Please quote all of the data below word for word, leaving the pictures out.
#### RECORDS SUPPLIED ####
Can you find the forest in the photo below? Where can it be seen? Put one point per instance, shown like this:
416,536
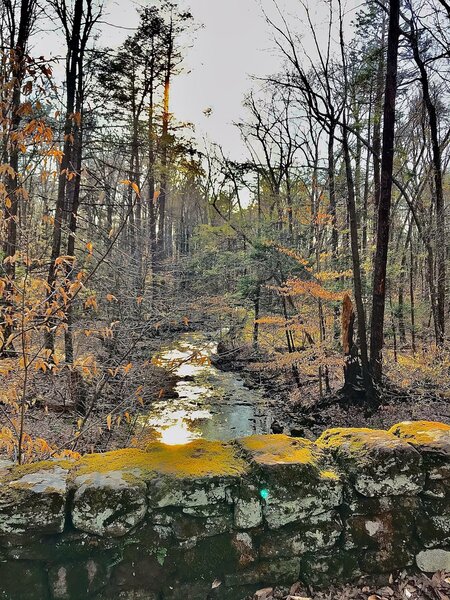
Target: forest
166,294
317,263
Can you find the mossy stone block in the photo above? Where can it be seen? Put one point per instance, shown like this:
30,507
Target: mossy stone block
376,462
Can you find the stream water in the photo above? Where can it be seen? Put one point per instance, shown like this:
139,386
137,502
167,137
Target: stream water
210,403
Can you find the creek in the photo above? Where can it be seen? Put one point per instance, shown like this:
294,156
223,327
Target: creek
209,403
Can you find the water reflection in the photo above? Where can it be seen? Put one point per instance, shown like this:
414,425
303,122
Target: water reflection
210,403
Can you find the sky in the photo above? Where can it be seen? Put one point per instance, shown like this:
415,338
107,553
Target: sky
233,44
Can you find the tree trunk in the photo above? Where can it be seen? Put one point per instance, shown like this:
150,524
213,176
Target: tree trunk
####
_REPLY TO THE TASK_
Can you find the forest in the photo below? Where can it be seen? Put one point per instance, shown like this:
416,536
Target: forest
166,294
317,263
Can you find the mossy stone block in the photo above? Where can it be seen? Put one point per instance, shown like this:
30,507
Target: mossy stone block
376,462
Can you find the stream water in the photo above? Where can it be seen? Put one point per instance, shown like this:
139,386
137,502
167,137
Target: stream water
210,403
Can you find the creek in the photo above? Where can it be seen? Put one point per instance, shown like this:
294,156
223,327
Target: creek
209,403
Can you find the water reflection in the photo above? Where can it be seen? Put one point per instance, shown like this:
414,425
303,122
Target: water reflection
210,403
Can you find the sky in the photo above? Where can it be seen? Put one point per instance, shown like this:
415,338
107,553
Target: sky
233,44
Can you find the tree trunk in the photo above? Where can it be seen? Put one point per instance, shown like this:
150,524
213,176
Target: tree trunk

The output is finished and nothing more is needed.